**WRITTEN INSTRUCTION:**
Answer these questions about the e-commerce transcript below:
1. In Paul's comparison, which platform has its own distribution and purchasing, but only through itself?
2. Which three platforms does Adam call the big players that drive much of B to C online retail in China?
3. Which platform does Adam say has started to experiment with shopping?

**EXCERPT TO READ:**
[BEGIN]

Paul: So if I don't want to pull crude analogies, but it's a little bit like in the west, as if there were no brand. There was Amazon, then Facebook or Meta would have their own equivalent of Amazon, which was sales that were made through Instagram. Facebook. There was TikTok, which had its own distribution and purchasing, as does Amazon, but only through TikTok. And actually, no one will go direct to the brand. They'd always be using the third party. Well, we're not talking about third party retailers like Amazon in that sense. It's just talking about the Amazon Marketplace model. Is that right?

Adam: Yeah, exactly. The brand .com or brand CNS do have a place, but it's a very, very small share of the market platforms like Tmall, Taobao, JD.com. Those are the kind of burst to market, if you like. They're still the big players that drive a lot of B to C online retail in China. And then you've got these kind of slightly more emerging, agile, socially driven platforms like Little Red Book or Red. Douyin equivalent to TikTok? WeChat, with its mini programs function that, as I said, have created these very vertical, quite cut off, insular walled gardens, whereby once you're in that platform, they want to keep you there. And what this has led to in the past is there's quite a lot of protectionism, actually, so you couldn't link from one platform to another. And it was a very basic example. Now, the Chinese regulators have done quite a lot over the last couple of years to try and remove those barriers and increase competition. But all intents and purposes, it's still a very kind of vertically integrated ecosystem where one company or one platform will offer the full range of services. It won't only be a social media platform, but also a live streaming platform, also an e-commerce platform, also an advertising platform, and a hub for influencers, and so on and so forth. And a lot of them also have then their own logistics companies attached to that. And so the data pool gets bigger and bigger and bigger, and the platform become more and more powerful. And it's a model that the likes of Meta could only dream of in a lot of respects. And indeed, that's exactly why we've seen platforms like Instagram starting to experiment with shopping. And I think that, as I said, the future. I think we're going to see a lot more of that kind of inspiration, if you like, from the Chinese side of the world.

[END]

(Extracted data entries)
[BEGIN]

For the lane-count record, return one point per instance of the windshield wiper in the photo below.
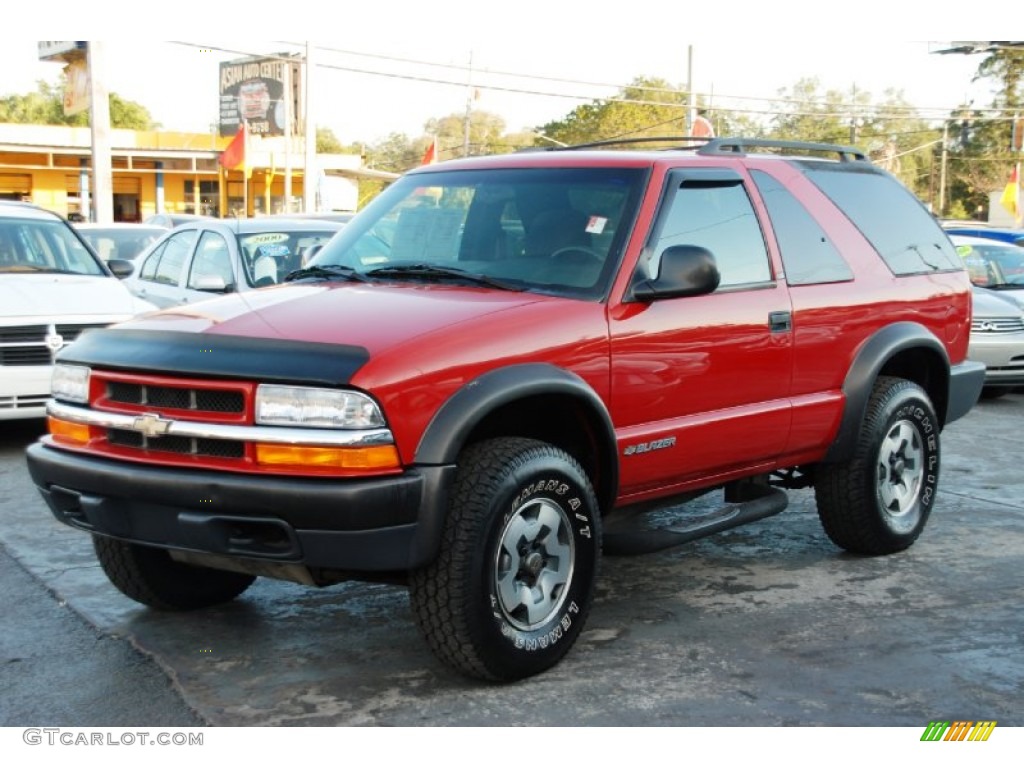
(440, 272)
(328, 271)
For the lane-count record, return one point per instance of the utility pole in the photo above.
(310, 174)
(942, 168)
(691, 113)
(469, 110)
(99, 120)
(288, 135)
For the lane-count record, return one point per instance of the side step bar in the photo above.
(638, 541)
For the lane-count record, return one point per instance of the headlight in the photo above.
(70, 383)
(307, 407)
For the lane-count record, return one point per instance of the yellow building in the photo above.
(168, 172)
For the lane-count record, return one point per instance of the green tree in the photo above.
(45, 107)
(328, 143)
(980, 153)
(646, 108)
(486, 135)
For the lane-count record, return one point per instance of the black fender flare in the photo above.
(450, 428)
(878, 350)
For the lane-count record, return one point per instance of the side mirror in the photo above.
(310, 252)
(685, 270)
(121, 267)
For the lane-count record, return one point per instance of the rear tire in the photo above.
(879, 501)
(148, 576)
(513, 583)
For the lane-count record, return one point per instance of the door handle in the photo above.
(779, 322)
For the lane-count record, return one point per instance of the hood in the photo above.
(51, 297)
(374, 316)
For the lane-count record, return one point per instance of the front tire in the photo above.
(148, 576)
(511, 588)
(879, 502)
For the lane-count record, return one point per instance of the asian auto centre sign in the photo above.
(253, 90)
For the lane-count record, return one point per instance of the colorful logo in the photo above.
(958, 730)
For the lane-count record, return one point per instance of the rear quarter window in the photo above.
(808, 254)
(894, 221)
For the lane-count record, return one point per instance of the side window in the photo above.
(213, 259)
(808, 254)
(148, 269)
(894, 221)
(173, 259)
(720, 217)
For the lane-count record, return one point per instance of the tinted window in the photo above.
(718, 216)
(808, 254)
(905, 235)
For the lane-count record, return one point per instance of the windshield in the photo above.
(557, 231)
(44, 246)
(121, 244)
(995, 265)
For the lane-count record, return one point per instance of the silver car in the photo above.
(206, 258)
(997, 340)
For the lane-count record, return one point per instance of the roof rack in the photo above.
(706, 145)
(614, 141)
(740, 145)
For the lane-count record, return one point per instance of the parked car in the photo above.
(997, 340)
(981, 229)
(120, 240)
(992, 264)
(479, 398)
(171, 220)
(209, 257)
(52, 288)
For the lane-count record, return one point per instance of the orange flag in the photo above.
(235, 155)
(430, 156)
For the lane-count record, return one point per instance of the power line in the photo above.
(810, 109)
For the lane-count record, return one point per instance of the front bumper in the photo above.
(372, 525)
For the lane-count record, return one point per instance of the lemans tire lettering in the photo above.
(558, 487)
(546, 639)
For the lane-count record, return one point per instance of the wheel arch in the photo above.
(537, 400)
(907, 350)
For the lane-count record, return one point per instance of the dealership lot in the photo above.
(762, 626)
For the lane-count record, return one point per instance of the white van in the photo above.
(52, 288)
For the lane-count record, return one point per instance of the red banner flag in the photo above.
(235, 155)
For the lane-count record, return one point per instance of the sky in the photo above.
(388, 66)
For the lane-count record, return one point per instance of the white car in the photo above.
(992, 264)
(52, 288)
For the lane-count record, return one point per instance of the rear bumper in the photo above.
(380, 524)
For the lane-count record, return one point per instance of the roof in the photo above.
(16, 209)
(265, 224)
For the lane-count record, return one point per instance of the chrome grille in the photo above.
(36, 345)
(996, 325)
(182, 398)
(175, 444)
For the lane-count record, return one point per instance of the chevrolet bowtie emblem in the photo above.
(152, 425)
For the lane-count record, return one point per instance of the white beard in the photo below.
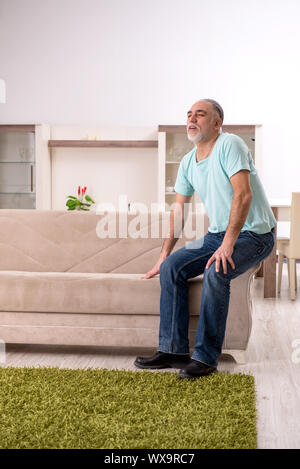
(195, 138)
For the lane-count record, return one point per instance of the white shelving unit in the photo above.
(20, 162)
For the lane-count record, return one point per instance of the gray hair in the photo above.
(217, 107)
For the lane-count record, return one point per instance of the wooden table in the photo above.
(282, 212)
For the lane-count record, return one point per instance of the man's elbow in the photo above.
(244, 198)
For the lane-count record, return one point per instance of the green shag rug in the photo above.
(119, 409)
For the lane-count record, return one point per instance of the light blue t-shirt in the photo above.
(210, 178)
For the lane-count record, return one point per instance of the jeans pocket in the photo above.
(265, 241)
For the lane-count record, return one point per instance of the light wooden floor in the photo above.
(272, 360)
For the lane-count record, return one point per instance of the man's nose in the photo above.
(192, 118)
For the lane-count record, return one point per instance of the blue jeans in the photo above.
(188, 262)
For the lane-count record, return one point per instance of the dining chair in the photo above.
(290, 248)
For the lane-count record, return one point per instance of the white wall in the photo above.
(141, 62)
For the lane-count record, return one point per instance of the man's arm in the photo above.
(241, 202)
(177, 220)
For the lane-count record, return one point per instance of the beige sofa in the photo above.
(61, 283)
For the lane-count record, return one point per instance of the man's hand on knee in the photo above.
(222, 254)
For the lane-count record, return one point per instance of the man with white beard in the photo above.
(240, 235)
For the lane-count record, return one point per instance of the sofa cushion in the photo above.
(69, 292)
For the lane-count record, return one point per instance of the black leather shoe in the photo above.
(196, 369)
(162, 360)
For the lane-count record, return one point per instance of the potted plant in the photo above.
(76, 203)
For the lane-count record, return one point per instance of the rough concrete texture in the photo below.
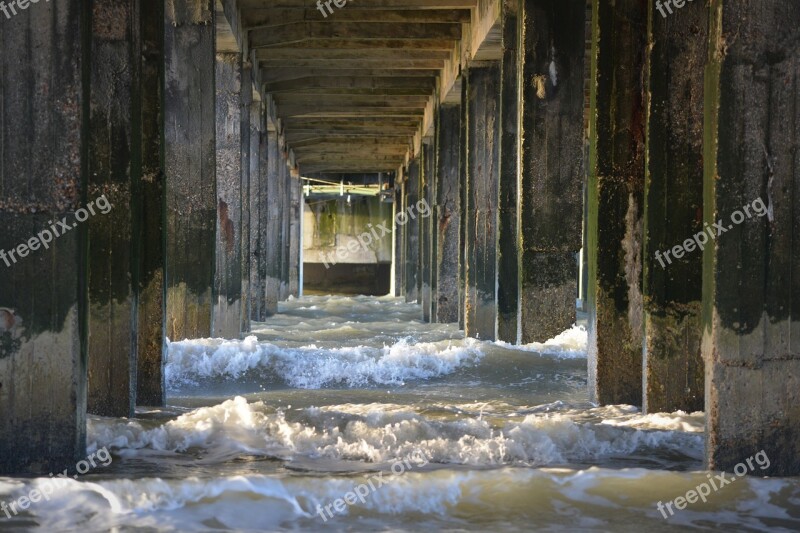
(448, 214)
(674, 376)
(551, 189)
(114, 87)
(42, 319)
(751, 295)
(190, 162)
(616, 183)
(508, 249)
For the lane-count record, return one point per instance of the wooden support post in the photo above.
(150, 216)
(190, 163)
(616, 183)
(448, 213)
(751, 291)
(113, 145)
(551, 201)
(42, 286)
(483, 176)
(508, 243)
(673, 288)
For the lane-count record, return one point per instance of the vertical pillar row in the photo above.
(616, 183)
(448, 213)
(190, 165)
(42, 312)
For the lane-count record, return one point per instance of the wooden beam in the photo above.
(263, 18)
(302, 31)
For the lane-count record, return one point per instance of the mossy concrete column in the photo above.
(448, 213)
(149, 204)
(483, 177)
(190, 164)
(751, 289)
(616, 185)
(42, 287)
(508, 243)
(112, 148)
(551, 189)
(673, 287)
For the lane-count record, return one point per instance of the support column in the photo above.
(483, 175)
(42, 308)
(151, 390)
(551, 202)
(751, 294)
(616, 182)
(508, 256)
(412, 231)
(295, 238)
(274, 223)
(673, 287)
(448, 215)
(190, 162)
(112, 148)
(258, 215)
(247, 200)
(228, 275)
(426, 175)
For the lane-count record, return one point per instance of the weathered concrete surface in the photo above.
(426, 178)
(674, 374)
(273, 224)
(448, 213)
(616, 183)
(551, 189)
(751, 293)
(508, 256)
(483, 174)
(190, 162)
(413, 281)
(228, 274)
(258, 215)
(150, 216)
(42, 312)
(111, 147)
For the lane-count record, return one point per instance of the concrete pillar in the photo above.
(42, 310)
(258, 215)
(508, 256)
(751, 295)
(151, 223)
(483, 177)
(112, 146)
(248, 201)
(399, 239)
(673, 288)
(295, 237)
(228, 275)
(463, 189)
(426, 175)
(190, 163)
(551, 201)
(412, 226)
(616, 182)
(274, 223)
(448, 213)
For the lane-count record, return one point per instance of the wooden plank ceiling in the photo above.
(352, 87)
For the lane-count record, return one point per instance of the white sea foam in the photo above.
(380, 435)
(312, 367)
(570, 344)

[END]
[BEGIN]

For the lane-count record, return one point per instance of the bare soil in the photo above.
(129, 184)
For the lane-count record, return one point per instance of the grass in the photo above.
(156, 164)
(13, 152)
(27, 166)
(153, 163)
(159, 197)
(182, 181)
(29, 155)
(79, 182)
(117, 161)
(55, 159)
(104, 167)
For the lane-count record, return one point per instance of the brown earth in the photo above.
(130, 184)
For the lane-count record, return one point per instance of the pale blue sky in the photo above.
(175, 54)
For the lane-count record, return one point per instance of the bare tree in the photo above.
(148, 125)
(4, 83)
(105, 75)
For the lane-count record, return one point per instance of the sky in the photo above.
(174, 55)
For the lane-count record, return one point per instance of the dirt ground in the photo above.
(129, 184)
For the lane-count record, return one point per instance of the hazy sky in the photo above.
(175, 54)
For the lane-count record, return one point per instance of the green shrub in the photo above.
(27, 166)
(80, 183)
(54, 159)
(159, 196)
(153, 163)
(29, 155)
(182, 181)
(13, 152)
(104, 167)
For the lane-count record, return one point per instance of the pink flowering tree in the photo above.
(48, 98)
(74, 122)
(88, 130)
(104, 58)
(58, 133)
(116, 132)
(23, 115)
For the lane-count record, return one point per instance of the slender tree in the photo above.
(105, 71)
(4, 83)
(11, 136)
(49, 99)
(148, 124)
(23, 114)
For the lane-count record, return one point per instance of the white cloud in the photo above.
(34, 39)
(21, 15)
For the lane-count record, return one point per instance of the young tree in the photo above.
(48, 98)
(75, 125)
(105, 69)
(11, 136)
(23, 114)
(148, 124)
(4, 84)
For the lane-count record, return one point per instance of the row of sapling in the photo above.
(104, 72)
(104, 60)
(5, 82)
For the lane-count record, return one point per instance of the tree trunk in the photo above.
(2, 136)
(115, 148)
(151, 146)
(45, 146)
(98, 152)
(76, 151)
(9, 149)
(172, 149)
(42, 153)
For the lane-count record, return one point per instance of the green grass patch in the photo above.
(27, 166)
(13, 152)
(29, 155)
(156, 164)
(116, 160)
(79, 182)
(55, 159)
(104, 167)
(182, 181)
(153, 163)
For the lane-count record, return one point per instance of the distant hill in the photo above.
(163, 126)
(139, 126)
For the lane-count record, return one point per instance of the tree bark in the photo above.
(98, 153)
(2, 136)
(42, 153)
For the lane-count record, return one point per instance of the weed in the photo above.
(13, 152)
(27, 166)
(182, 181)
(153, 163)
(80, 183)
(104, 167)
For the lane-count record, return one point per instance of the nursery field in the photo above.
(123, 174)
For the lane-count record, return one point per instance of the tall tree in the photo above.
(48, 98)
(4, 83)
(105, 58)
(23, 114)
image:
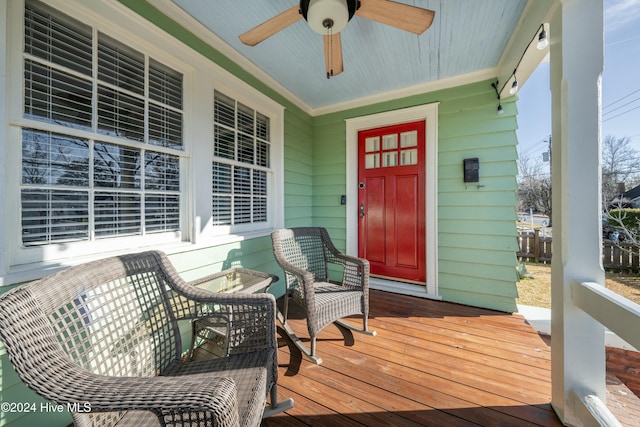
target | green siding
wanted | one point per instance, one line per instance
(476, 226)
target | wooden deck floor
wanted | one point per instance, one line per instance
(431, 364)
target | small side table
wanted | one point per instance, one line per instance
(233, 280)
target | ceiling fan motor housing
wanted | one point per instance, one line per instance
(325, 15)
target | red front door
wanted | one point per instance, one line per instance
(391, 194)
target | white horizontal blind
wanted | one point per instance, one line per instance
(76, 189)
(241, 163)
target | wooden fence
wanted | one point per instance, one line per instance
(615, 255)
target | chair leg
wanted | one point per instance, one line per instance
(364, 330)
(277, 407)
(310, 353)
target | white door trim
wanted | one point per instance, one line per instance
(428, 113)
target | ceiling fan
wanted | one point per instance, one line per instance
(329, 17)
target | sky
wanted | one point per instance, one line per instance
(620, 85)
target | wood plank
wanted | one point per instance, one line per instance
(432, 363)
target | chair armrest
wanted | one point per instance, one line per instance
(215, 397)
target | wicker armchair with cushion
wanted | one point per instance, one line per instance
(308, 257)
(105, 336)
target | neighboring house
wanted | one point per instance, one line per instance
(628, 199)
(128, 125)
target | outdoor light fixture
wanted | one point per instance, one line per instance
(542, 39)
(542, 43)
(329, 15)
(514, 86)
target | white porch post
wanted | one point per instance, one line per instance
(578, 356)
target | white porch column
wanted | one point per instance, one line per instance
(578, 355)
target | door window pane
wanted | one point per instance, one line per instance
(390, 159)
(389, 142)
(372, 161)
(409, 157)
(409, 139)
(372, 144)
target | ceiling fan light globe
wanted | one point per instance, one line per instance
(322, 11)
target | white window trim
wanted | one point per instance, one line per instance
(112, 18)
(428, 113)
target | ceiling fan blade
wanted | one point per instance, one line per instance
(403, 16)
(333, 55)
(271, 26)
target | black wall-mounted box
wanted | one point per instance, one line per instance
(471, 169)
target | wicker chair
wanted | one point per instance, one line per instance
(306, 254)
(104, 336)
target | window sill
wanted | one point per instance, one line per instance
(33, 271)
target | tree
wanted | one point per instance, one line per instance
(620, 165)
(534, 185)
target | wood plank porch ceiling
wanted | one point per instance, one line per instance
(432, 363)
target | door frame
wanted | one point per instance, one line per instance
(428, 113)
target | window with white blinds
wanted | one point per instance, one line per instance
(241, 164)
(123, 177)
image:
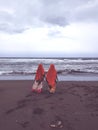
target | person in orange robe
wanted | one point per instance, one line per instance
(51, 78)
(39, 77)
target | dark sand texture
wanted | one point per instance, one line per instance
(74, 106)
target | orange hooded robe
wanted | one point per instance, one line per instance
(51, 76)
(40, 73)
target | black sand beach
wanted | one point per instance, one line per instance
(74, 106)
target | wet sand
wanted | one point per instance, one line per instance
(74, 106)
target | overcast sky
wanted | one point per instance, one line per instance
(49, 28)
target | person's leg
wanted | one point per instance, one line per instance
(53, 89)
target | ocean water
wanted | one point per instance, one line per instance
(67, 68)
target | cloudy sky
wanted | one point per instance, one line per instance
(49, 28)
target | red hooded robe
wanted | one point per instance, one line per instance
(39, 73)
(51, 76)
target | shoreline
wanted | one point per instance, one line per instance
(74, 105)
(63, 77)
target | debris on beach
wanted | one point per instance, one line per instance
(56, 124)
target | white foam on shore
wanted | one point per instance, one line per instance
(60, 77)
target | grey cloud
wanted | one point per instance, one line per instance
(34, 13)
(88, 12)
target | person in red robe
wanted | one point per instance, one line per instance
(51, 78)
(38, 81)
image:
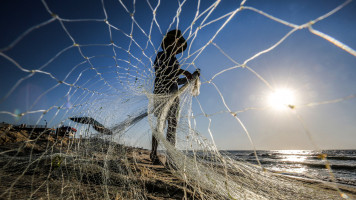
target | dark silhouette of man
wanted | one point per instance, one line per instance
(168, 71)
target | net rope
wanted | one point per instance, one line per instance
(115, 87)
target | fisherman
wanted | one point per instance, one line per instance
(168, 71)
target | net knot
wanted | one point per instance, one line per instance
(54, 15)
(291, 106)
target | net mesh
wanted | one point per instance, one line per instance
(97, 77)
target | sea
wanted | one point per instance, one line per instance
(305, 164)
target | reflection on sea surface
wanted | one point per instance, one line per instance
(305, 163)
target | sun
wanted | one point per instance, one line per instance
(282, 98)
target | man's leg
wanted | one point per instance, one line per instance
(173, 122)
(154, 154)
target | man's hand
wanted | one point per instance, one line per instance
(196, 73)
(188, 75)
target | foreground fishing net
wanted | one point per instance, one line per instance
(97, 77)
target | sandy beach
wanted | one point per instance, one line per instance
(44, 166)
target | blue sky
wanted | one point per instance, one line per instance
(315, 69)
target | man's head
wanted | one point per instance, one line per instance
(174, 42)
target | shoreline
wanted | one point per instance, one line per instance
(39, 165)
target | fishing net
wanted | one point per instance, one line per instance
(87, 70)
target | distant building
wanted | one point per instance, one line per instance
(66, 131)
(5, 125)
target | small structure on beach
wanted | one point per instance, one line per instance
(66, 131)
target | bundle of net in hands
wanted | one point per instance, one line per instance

[END]

**FINISHED TASK:**
1. TikTok
2. Tmall, Taobao and JD.com
3. Instagram